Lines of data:
::::

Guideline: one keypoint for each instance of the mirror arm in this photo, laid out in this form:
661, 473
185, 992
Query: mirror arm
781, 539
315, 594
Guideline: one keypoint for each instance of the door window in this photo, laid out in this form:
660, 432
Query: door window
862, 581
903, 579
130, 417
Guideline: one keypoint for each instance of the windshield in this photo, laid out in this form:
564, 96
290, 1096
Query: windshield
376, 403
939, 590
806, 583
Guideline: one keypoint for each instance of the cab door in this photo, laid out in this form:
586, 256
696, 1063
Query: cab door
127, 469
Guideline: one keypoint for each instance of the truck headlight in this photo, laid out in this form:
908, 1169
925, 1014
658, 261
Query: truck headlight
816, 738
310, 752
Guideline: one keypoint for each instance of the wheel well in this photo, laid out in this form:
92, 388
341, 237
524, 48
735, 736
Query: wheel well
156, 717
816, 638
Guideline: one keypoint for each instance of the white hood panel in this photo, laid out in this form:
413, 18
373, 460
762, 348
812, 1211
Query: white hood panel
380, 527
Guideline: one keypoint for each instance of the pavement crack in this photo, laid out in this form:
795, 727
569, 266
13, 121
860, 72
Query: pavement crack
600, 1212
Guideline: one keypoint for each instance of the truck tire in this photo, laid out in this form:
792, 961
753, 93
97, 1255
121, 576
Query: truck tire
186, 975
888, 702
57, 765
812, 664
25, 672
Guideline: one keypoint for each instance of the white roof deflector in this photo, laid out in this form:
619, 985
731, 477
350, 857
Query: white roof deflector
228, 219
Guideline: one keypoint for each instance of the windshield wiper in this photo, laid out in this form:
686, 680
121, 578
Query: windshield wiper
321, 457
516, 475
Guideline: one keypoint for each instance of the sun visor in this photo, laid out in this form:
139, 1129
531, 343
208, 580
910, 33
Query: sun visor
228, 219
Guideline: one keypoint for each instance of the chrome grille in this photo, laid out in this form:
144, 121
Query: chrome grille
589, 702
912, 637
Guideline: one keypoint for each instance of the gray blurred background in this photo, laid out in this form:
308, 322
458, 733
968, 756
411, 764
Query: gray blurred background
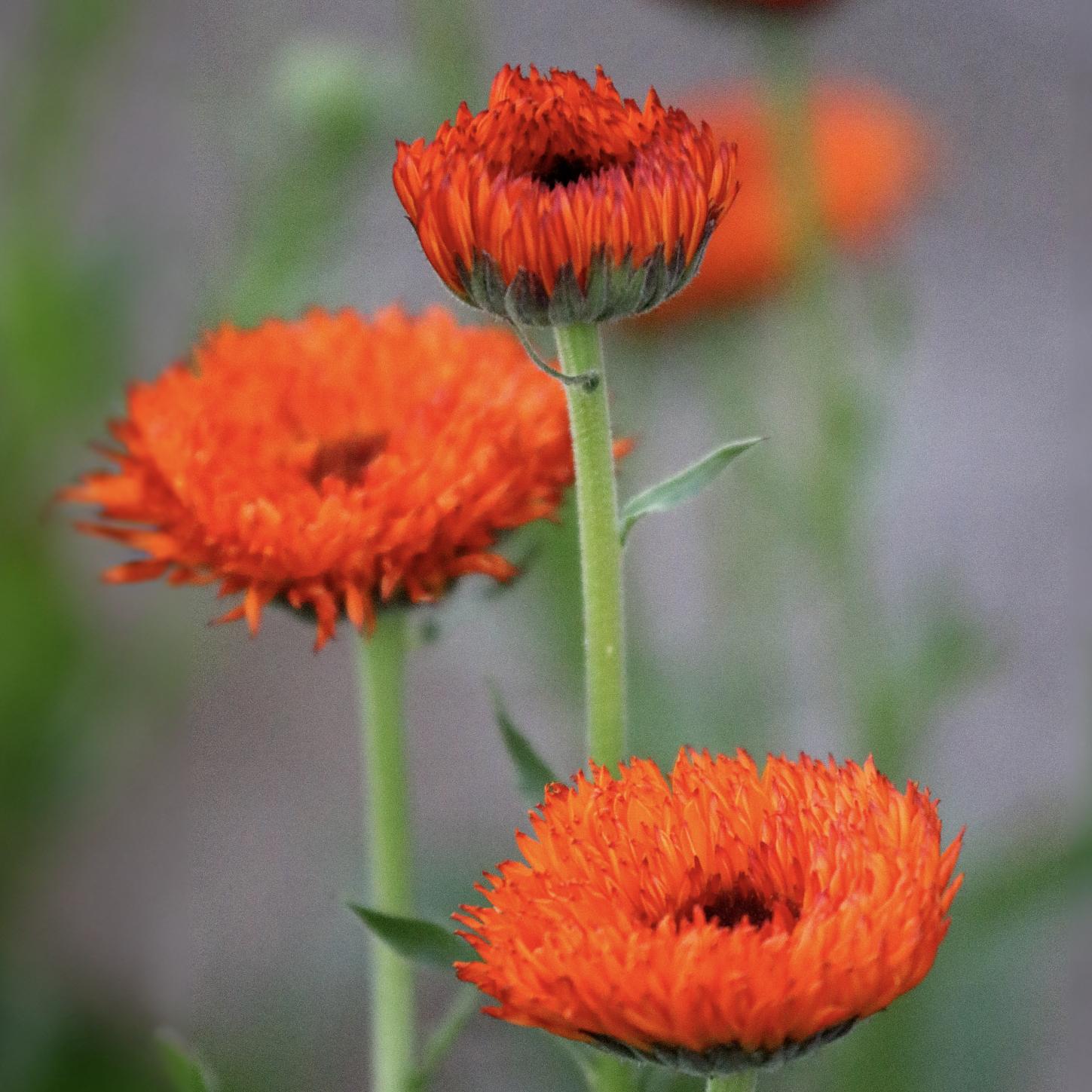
196, 868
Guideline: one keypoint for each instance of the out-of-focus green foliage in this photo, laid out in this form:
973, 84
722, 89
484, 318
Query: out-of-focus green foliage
61, 347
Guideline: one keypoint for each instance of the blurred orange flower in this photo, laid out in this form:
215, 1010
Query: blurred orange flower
870, 154
333, 463
719, 919
561, 202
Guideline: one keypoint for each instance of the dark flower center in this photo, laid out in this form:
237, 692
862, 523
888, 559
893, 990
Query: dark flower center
347, 459
557, 170
730, 905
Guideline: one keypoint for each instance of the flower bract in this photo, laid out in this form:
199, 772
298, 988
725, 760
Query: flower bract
335, 463
561, 202
717, 919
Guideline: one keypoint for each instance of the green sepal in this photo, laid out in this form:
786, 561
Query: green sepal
414, 939
615, 287
531, 769
184, 1070
683, 486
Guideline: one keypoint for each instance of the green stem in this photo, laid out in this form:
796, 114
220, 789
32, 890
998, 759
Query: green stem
600, 549
612, 1075
745, 1081
388, 838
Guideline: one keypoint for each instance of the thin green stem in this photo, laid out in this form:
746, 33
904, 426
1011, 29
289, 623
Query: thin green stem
387, 836
600, 549
612, 1075
745, 1081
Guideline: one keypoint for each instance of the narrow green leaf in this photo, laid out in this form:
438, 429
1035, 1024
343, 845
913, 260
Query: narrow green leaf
532, 771
185, 1072
466, 1002
413, 938
683, 486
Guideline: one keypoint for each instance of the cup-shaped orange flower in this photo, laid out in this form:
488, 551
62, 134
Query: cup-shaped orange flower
870, 154
719, 919
561, 202
333, 463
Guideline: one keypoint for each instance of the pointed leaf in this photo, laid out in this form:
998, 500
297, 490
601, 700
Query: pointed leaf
413, 938
683, 486
532, 771
185, 1072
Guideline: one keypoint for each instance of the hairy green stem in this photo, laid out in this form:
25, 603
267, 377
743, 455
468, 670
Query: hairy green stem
387, 836
600, 549
581, 353
745, 1081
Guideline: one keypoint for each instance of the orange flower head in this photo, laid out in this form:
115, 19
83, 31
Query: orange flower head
719, 919
870, 155
333, 463
561, 202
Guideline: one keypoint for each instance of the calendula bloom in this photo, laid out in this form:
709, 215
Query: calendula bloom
562, 202
870, 155
333, 463
717, 919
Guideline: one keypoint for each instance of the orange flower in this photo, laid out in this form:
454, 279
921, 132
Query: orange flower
870, 158
333, 462
722, 919
561, 202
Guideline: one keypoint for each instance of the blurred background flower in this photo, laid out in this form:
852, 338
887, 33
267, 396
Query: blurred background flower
177, 807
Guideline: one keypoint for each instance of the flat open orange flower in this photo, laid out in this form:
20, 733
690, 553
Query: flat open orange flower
717, 921
333, 462
562, 202
870, 155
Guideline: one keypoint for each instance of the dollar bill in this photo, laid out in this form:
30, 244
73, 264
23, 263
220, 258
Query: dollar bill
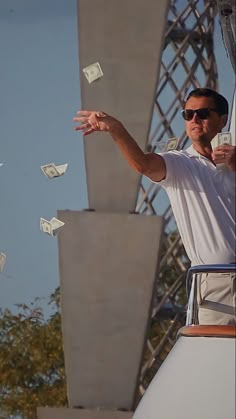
51, 170
2, 261
50, 227
171, 144
46, 226
93, 72
224, 138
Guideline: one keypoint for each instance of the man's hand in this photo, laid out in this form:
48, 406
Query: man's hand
94, 121
225, 154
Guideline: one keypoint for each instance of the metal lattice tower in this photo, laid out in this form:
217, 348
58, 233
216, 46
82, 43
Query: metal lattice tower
188, 62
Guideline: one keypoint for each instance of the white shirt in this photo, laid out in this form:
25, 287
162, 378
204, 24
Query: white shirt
202, 197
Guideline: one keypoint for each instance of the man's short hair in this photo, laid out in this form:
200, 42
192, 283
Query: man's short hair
221, 103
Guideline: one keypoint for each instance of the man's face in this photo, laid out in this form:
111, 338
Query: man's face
203, 130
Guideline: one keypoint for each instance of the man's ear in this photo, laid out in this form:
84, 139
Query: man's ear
224, 120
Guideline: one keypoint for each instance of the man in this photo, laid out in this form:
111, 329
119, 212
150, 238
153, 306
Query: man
202, 195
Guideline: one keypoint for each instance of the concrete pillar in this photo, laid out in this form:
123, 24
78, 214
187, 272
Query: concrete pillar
108, 264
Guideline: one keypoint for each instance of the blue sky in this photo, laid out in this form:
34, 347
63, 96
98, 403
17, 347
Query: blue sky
40, 93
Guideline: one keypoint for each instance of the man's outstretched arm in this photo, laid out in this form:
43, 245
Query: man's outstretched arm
148, 164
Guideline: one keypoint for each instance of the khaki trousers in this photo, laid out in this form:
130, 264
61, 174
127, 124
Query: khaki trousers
216, 298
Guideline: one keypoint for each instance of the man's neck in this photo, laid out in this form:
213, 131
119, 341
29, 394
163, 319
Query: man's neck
203, 149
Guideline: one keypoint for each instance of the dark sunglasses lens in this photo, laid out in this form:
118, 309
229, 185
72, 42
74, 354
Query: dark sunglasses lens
188, 114
203, 113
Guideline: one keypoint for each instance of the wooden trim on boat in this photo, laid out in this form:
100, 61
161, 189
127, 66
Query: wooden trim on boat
228, 331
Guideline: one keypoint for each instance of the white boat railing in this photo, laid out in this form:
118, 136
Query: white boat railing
192, 284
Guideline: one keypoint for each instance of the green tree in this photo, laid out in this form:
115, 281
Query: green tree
31, 360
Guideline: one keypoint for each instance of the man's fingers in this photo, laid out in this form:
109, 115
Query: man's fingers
85, 113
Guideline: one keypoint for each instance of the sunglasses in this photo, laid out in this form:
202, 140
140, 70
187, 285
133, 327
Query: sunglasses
202, 113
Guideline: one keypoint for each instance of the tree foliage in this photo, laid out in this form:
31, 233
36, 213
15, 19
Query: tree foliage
31, 360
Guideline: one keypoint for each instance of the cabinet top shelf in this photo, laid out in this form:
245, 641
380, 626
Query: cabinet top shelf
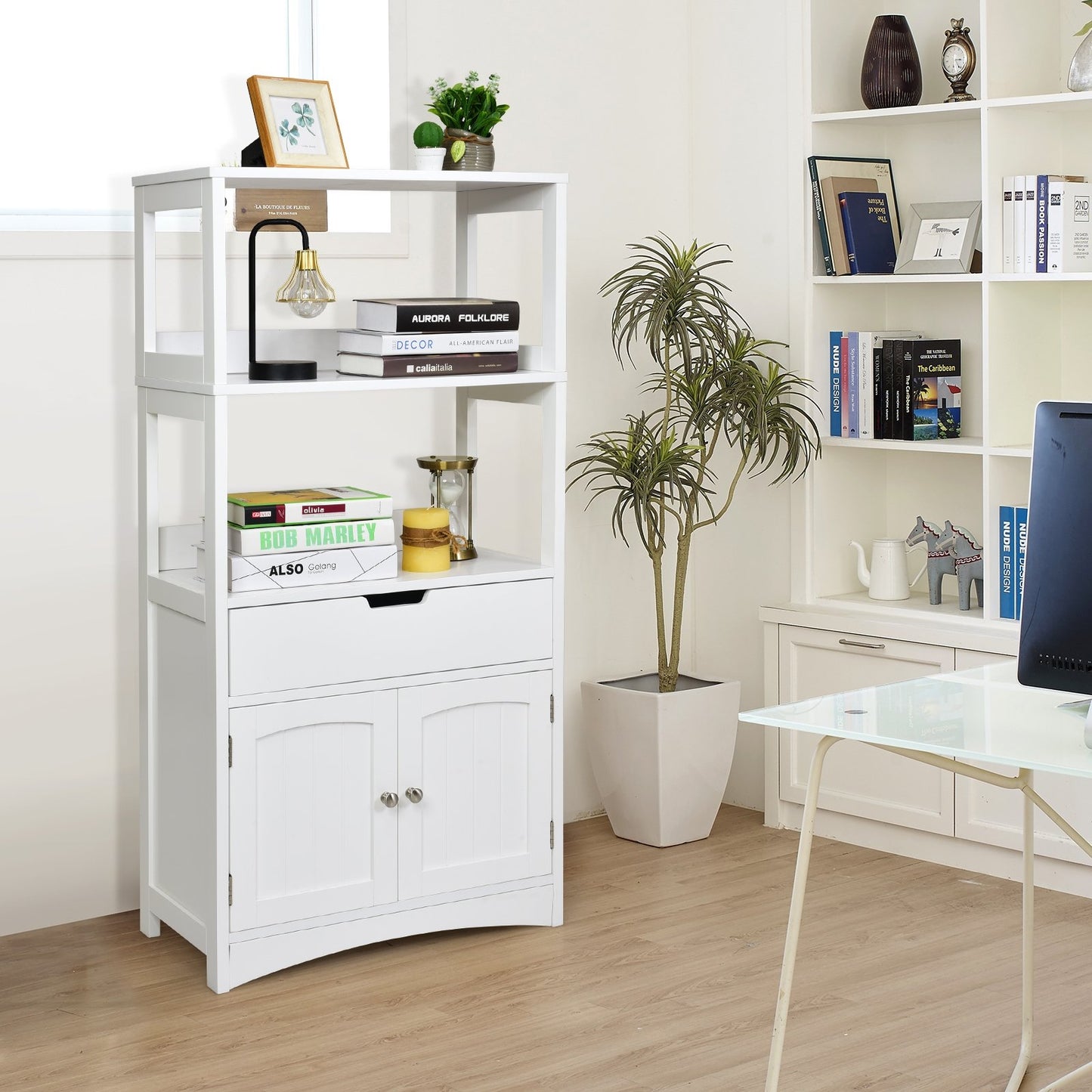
438, 181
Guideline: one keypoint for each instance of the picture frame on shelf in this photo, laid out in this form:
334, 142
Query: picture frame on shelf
939, 237
297, 122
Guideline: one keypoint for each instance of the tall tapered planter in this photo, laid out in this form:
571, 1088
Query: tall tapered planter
660, 760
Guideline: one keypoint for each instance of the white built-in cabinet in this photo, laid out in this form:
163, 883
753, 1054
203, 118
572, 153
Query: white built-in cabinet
328, 767
1025, 338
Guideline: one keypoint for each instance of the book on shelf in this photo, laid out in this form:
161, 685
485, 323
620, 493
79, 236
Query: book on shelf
828, 213
831, 187
868, 238
836, 382
309, 567
301, 537
375, 343
451, 363
306, 506
437, 314
932, 389
1008, 184
1021, 549
1006, 540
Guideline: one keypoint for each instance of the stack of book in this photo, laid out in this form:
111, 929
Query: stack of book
895, 385
292, 537
1013, 544
1045, 224
426, 338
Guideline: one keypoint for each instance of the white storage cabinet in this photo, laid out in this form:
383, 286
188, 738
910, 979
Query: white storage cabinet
328, 767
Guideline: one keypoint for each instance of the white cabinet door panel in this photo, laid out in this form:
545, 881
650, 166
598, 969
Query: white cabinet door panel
995, 816
861, 780
308, 834
480, 751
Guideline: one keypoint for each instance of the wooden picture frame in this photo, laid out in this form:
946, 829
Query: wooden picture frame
296, 122
939, 237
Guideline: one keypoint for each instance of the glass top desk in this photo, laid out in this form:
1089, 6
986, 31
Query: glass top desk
952, 721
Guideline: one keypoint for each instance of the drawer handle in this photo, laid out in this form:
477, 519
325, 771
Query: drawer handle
394, 599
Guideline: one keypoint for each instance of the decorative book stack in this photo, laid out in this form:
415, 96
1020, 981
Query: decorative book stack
895, 385
1045, 224
431, 336
294, 537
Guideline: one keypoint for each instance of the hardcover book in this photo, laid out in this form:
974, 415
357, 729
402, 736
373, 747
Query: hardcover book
831, 188
306, 506
302, 537
452, 363
373, 343
868, 238
441, 314
299, 571
828, 166
836, 382
1007, 543
932, 389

::::

SET TASK
Every line from the line containing "Guideline: one keypoint for each instance of the glass" to the last line of the material above must be repeated exactly, and no other line.

EXPECTED ANSWER
Guideline: one keypoint for each instance of the glass top desk in this photo, laid out in this form:
1089, 6
986, 31
Query: glass top desk
952, 721
Guideline: one keypoint for each instance of the drawer handle in this photo, laid out in this form:
477, 519
325, 771
Query: drawer handle
394, 599
Guideline: one keypoint for each instance of the decorative book stack in this photo, laid out in this form:
415, 96
1020, 981
Query: decorative book stack
895, 385
1045, 224
431, 336
294, 537
Guideline: one keypoint for each instance of the hardcover book in this photo, laid out in this form:
974, 415
357, 729
402, 736
373, 747
Query: hardcover book
831, 188
306, 506
302, 537
452, 363
373, 343
868, 238
441, 314
299, 571
828, 166
836, 382
1007, 543
932, 389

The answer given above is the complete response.